Cautious about chloroquine
Nafrialdi from the Clinical Research Support Unit at the UI’s School of Medicine said that even doctors would be very cautious when prescribing chloroquine, which would only be used on severe cases, as the side effects could lead to burst blood vessels and heart attacks in extreme instances.

Chloroquine is used as a second-line drug, the experts say, meaning that it would only be used when initial medicines, common ones used to treat Covid-19 patients’ clinical symptoms, such as fever, do not produce any satisfying results.

Even then, experts are still split over its use in treating the disease.

There are currently no vaccines or antiviral drugs approved for the disease but the World Health Organisation (WHO) is launching a multinational trial to search for potential treatments for the virus, which include chloroquine.

Other drugs in its trial are the experimental antiviral remdesivir initially developed to treat the Ebola virus, an HIV drug combination consisting of the lopinavir/ritonavir and the lopinavir/ritonavir plus interferon.

Maksum of UI said that chloroquine was still used in Indonesia, although not as commonly as other antimalarial drugs considering its side effects.

- **YOUR OBJECTIVE**:
Please write the next part of the text above about chloroquine as a possible Covid-19 treatment, starting after its last sentence.

- **DATA**:
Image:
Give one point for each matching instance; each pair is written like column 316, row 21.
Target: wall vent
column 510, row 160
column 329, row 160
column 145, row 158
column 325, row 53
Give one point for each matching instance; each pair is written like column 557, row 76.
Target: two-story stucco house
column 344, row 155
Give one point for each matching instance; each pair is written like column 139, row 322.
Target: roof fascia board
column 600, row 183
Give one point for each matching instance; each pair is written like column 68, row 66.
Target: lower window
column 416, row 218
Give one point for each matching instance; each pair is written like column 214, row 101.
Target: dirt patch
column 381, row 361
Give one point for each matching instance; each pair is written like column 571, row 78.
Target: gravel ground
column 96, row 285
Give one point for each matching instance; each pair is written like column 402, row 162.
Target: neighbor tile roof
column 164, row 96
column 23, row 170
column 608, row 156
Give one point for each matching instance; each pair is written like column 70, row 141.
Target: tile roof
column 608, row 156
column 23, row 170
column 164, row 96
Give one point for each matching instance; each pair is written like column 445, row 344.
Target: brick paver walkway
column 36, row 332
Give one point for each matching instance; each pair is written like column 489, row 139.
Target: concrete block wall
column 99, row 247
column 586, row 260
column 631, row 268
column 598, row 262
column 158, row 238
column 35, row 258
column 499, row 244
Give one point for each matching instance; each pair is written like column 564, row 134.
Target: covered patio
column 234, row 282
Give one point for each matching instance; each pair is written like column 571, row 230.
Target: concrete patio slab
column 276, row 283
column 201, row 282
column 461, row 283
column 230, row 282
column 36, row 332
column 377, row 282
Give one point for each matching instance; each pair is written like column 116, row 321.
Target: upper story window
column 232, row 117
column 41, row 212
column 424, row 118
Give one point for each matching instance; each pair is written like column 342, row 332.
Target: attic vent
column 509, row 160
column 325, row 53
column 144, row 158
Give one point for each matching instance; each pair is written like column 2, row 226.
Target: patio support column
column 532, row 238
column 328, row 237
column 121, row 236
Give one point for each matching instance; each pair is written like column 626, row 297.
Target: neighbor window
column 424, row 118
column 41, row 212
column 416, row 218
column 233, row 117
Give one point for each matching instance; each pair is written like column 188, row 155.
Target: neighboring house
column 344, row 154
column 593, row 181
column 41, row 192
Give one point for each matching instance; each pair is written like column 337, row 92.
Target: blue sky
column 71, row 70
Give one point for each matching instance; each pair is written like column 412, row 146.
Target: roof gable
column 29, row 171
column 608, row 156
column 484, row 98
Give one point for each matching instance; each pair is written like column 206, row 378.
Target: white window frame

- **REPLY TO THE TASK**:
The drug is being sold on e-commerce platforms in Indonesia.

Difficult to obtain in Papua
In Papua, chloroquine used to be easy to find and purchase, a resident who refused to be named told the Post. Recently the drug had got more difficult to obtain, she added, attributing its scarcity to the drug being named a possible treatment for Covid-19.

When reports said that the drug could be used to treat Covid-19 patients, the 55-year-old woman said she consumed the drug every day until she learned about its side effects and that its effectiveness was still being studied.

“No one wants to be infected by the virus,” she said.

The woman said that the government had not been distributing essential information for residents in her area to prevent the spread of the virus, prompting her to relay information about the new virus strain that she learned from the media to her neighbors.

Jokowi said on Monday that the millions of chloroquine doses were produced in the country by state-owned pharmaceutical company PT Kimia Farma and would only be used on Covid-19 patients if doctors deemed it necessary. The company was not available for immediate comment.

“Chloroquine is not a first-line treatment, but a second-line treatment […] The drug is not an over-the-counter drug, so the consumption must be on doctor’s orders,” Jokowi said, adding to his earlier statements about the drug, which many consider misleading.

The government’s spokesperson for Covid-19 affairs, Achmad Yurianto, has also warned the public that chloroquine was not for prevention purposes and hence must not be consumed at home.

“We ask people, once again, not to purchase, store and consume the drug without a doctor’s prescription,” Yurianto said.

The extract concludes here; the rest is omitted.